● Tasks to complete:
a) Write down the passage of the article on state-run oil wealth that begins with the words "I suspect there" and ends with "Putin, personally.", word for word.
b) Extend the article on state-run oil wealth and Vladimir Putin, picking up right after its final sentence.

● Text extract:
....
As
such, you won’t be surprised to learn that the largest energy companies in the world are
owned and operated by governments, and they include: Saudi Aramco, Russian
Gazprom, China National Petroleum Corp. (CNPC), National Iranian Oil Co.,
Petroleos de Venezuela, Brazil’s Petrobras and Malaysia’s Petronas. How they’re
run varies wildly—as does where their wealth goes.
While
we’ve all been inundated with the massive amount of press on the scandals
engulfing Brazil’s Petrobras, there are a few that stand out for creating and
maintaining some of the world’s most interesting and colorful political
leaders, who have grown their wealth through holdings in state-run oil and gas
in some cases, and through more direct means in other cases.
Five state-run oil wealth stories
stand out in today’s world: Russia, Azerbaijan, Kazakhstan, Angola and Brunei.
Vladimir
Putin, Russia
Estimates of Russian President
Vladimir Putin’s wealth only comes in ranges because most of his wealth is hidden
through offshore companies or under clandestine financial devices.
The lower end of the range sits at
US$40 billion – a 2007 figure based on research by mid-level
Kremlin advisor Stanislav Belkovsky, which he later said had grown to US$70
billion. At this level, Putin already stands among Forbes’ Top 10 rankings of
the world’s richest billionaires, though the magazine commented in 2015 that it
could not verify enough of his assets to put him on the list.
Earlier this week, the International Business Times said Putin’s
fortune could be as much as $200 billion.
The majority of Putin’s wealth comes
from his stakes in the oil sector. He is said to own 37 percent of
Surgutneftegaz, 4.5 percent of Gazprom.
“At least $40 billion,” Belkovsy
told the Guardian in 2007. “Maximum we cannot know.
I suspect there are some businesses I know nothing about.”
Putin’s trophies of wealth are far
from subtle. His $1 billion palace on the Black Sea features “a magnificent
columned façade reminiscent of the country palaces Russian tsars built in the
18th century,” according to the BBC, which also procured evidence that a secret
slush fund had been created by a group of oligarchs to build the estate for
Putin, personally.
It’s definitely not a lifestyle one
can afford on a declared annual salary of around
US$140,000.
In a 2012 dossier, Former Deputy
Prime Minister Boris Nemtsov (later murdered) claimed that the Russian
president owns a total of 20 palaces, four yachts and 58 aircraft.
“In a country where 20 million
people can barely make ends meet, the luxurious life of the president is a
brazen and cynical challenge to society from a high-handed potentate,” he said,
according to the Telegraph.
But according to Putin himself, his
wealth is not measured in money. In Steven Lee Myers’ book The New Tsar, Putin
is quoted as saying: “I am the wealthiest man
not just in Europe but in the whole world: I collect emotions.”
“I am wealthy in that the people of
Russia have twice entrusted me with the leadership of a great nation such as
Russia. I believe that is my greatest wealth.”
....
● Given material:
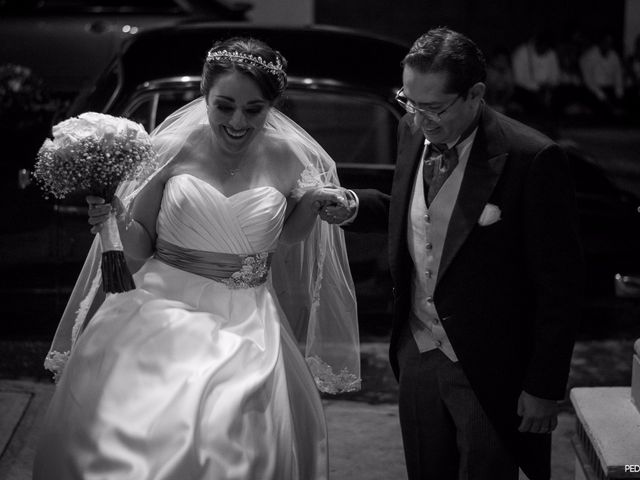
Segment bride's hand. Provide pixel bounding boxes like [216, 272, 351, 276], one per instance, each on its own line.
....
● Answers below:
a)
I suspect there are some businesses I know nothing about.”
Putin’s trophies of wealth are far
from subtle. His $1 billion palace on the Black Sea features “a magnificent
columned façade reminiscent of the country palaces Russian tsars built in the
18th century,” according to the BBC, which also procured evidence that a secret
slush fund had been created by a group of oligarchs to build the estate for
Putin, personally.

b)
Azerbaijan
In 2003, Ilham Aliyev became the
newly elected president of Azerbaijan. Thirteen years later, his name appeared in the Panama Papers – a massive
leak of financial documents from the Panama-based law firm Mossack Fonseca,
which revealed the shady financial dealings of some of the world’s most
powerful political figures.
Months before the October 2003
presidential elections in Azerbaijan, Fazil Mammadov, Azerbaijan’s tax
minister, began paperwork to form AtaHolding – a company that has become one of
the nation’s largest conglomerates. It holds interests in telecommunications,
construction, mining, and oil and gas for a total value of $490 million,
according to the last filings in 2014.
A second entity – this time a
foundation – called UF Universe holds more assets, but Panamanian laws
regarding the confidentiality of foundations are strict, which makes uncovering
dollar amounts difficult.
Aliyev’s two daughters and wife also
have links to offshore companies managed by Mossack Fonsenca. Incidentally,
Aliyev just named his wife Vice-President of Azerbaijan.
How much is the First Oil Family
worth these days? No one really knows, but enough to make it onto this list.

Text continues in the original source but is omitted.